--- PAGE EXTRACT ---

Theater Wheelchair Seating Ruling Could Directly Impact the Real Estate Industry

In a recent court decision, United States v. AMC Entertainment (AMC), a Los Angeles judge ruled that AMC’s wheelchair seating at stadium-style theaters violates the Americans with Disabilities Act (ADA).   

Many existing theaters will have to be revamped if this decision is affirmed on appeal.  This decision is retroactive to all AMC theaters.

Retail projects with stadium-style theaters usually have restaurants and other tenants that benefit from the pedestrian traffic generated by the theaters.  Landlords and theater owners thus each have an incentive to minimize any theater downtime from retrofitting theaters.

In 1995, AMC Entertainment, Inc. began to open stadium-style theater complexes, in which the majority of the seats are located on tiered rows, as opposed to a gradually sloping floor.  The purpose of this design is to provide customers with enhanced, unobstructed lines of sight to the screen.  In front of the tiered seating, approximately 2-4 rows of seats are placed on a sloped floor closest to the screen.  Wheelchair and companion seating in AMC’s theaters is often located solely in this front section.  Only 23.8% of AMC’s stadium-style theater auditoriums nationwide have wheelchair seating located in the tiered section.  The United States Department of Justice filed suit against

AMC claiming that the placement of this seating denies persons with disabilities equal access, benefits and services in violation of Title III of the ADA.  

The district court granted summary judgment in favor of the United States, relying on the ADA Accessibility Guidelines, which requires that wheelchair areas “be provided so as to provide people with …lines of sight comparable to those for the general public.”  The court rejected AMC’s argument that “line of sight” refers only to possible obstructions, concluding that this language refers not only to possible obstructions, but also to viewing angles.   Because viewing angles from the sloped-floor portion of the theater are far inferior to the viewing angles from the tiered rows, the court held that AMC’s designs of stadium-style theaters that place wheelchair seating solely on the sloped-floor portion of the theater fail to provide “lines of sight comparable to those for members of the general public,” and consequently, violate the ADA.  Therefore, the judge rejected AMC’s contention that it merely had to provide an unobstructed view.

Some theater owners previously thought that the ADA only required that wheelchairs be no closer than the fourth row.  These owners installed three rows of non-stadium seating with the wheelchairs immediately behind them.  Landlords should examine their theater leases to confirm that the tenant is obligated to bear the expense of the renovation.

This case is an example of self-inflicted wounds:  The Judge quoted an internal AMC memorandum, that “the accessible seating that we currently offer in stadium houses is an insult to the disabled.”  Further, the judge found that one position taken by AMC’s counsel was “intellectually dishonest and insulting to this Court.”  In addition, the judge identified another position as “yet another example of a deliberate misrepresentation by AMC’s counsel to this Court.”

If the case is upheld on appeal to the 9th Circuit (covering nine Western states), it will be inconsistent with the appellate decision of another Circuit.  If the Justice Department can obtain jurisdiction in the 9th Circuit, theater operators could be required to comply nationwide.

--- PROVIDED MATERIAL ---

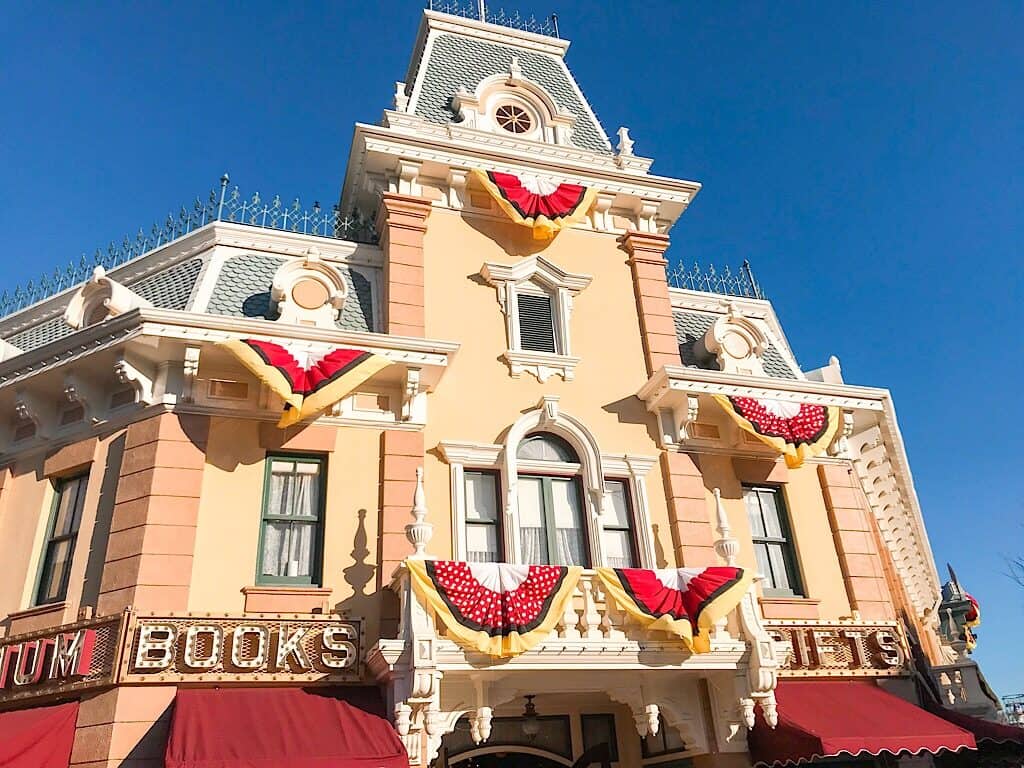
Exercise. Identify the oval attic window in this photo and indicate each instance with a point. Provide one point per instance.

---

→ WHAT YOU NEED TO DO:
A. According to the article on theater wheelchair seating, what share of AMC's stadium-style theater auditoriums nationwide have wheelchair seating in the tiered section?
B. Copy out a passage of the article on theater wheelchair seating, starting at the words "Theater Wheelchair Seating" and ending after "from retrofitting theaters.".

→ ANSWERS FOR THIS EXERCISE:
A. 23.8%

B.
Theater Wheelchair Seating Ruling Could Directly Impact the Real Estate Industry

In a recent court decision, United States v. AMC Entertainment (AMC), a Los Angeles judge ruled that AMC’s wheelchair seating at stadium-style theaters violates the Americans with Disabilities Act (ADA).   

Many existing theaters will have to be revamped if this decision is affirmed on appeal.  This decision is retroactive to all AMC theaters.

Retail projects with stadium-style theaters usually have restaurants and other tenants that benefit from the pedestrian traffic generated by the theaters.  Landlords and theater owners thus each have an incentive to minimize any theater downtime from retrofitting theaters.